TASK: Which lines in the records below contain the string "query"? Pick out each such line and copy it in full. Case counts.

"""

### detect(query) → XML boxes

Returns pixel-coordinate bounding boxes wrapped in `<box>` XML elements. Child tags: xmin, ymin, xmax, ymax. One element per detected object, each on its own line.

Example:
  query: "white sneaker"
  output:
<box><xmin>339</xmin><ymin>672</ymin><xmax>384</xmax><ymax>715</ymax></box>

"""
"""

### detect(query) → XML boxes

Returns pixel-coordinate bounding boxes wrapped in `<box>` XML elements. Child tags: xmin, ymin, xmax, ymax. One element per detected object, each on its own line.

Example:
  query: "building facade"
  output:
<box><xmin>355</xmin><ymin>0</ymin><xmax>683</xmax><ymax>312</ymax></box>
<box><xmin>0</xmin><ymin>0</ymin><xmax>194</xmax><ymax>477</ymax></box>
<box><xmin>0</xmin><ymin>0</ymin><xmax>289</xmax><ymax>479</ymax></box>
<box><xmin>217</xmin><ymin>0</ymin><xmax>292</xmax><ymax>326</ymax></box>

"""

SOLUTION:
### detect(query) → XML boxes
  query: "white sneaker"
### detect(query) → XML boxes
  query: "building facade"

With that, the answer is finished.